Narcolepsy link to swine flu vaccine investigated
For almost two years, an infant school pupil has found himself losing muscle control and falling asleep at a moment's notice due to a rare sleeping illness.
Six-year-old Josh Hadfield, from Frome in Somerset, had shown no symptoms of narcolepsy prior to February 2010, and it took another year for doctors to diagnose the condition.
Josh's mother, Caroline, fears it could be linked to a swine flu vaccine called Pandemrix which he received three weeks before showing symptoms.
Tests in the UK have not revealed a link between Pandemrix and narcolepsy, although the Medicines and Healthcare Regulatory Agency said "a similar risk had only been confirmed in Finland and Sweden".
Mrs Hadfield said her son "became a different boy" soon after receiving the vaccination, and Josh was also found to have cataplexy which makes his muscles collapse whenever he laughs.
She said: "Initially, I put it down to being the end of term, coming up to half-term week.
"He was tired and then he started losing muscle control so he couldn't hold things properly.
"He needed you to support his hand because it was just dropping forward. It was horrible."
In Finland, investigators found 79 vaccinated children and adolescents had developed narcolepsy, 12 times more than they would expect.
The Finnish government said it accepted a link between Pandemrix and narcolepsy and has promised compensation and support for affected families.
Health Minister Paula Risikko said: "We have decided to take these measures because the decision to acquire the vaccine was ours under the threat of a pandemic, and therefore we want to take the responsibility for the outcome."

────────────────────

*Task directions:* Echo the passage from the swine flu vaccine article word for word, covering the stretch from "Josh's mother, Caroline, fears" through "whenever he laughs.".

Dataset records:
────────────────────

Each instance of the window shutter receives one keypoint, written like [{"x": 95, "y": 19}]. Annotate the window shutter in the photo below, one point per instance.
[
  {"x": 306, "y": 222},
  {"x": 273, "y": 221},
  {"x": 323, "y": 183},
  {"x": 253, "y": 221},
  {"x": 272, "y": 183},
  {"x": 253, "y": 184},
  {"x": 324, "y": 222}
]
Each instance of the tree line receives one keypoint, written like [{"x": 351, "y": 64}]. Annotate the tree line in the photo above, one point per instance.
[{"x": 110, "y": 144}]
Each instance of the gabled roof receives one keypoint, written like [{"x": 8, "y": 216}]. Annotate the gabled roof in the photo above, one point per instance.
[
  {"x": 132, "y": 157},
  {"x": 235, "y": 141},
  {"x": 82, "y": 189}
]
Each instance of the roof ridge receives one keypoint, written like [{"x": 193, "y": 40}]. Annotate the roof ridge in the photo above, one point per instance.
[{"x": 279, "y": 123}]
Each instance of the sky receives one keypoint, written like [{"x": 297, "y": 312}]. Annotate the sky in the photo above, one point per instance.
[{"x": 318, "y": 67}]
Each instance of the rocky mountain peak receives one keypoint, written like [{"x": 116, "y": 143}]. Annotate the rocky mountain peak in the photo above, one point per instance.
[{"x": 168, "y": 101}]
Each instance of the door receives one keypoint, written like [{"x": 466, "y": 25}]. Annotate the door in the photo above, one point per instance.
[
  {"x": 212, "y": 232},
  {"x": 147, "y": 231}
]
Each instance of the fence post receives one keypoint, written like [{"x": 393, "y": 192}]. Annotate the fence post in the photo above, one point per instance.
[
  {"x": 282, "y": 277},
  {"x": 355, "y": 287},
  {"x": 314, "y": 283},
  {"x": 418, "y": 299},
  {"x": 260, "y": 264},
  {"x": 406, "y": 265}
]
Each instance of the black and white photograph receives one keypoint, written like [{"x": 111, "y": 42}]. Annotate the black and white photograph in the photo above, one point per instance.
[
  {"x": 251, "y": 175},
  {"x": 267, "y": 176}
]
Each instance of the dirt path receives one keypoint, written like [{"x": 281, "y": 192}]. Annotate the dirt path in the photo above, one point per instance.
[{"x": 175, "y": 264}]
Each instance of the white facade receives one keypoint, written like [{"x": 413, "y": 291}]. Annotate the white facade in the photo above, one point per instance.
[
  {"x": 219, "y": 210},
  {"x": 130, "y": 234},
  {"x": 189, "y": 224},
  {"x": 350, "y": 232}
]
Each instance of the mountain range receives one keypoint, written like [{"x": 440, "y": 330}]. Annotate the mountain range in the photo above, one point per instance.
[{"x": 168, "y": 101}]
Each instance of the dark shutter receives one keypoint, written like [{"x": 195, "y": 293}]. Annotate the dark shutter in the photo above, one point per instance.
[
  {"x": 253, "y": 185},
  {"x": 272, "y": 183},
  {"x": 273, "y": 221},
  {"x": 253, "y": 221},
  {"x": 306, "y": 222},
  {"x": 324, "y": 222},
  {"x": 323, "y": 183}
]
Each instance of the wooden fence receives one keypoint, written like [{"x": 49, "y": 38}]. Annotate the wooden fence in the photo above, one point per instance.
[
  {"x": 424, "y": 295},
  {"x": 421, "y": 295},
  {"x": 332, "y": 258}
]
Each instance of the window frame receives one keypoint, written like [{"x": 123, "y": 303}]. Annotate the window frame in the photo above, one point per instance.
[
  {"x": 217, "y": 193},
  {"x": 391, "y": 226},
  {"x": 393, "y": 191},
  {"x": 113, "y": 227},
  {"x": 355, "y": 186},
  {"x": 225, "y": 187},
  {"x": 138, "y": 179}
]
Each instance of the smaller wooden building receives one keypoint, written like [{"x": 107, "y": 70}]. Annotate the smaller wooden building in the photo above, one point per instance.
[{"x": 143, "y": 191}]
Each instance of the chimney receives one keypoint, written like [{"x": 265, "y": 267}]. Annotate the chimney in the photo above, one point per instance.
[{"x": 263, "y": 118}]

────────────────────

*Output for this exercise:*
Josh's mother, Caroline, fears it could be linked to a swine flu vaccine called Pandemrix which he received three weeks before showing symptoms.
Tests in the UK have not revealed a link between Pandemrix and narcolepsy, although the Medicines and Healthcare Regulatory Agency said "a similar risk had only been confirmed in Finland and Sweden".
Mrs Hadfield said her son "became a different boy" soon after receiving the vaccination, and Josh was also found to have cataplexy which makes his muscles collapse whenever he laughs.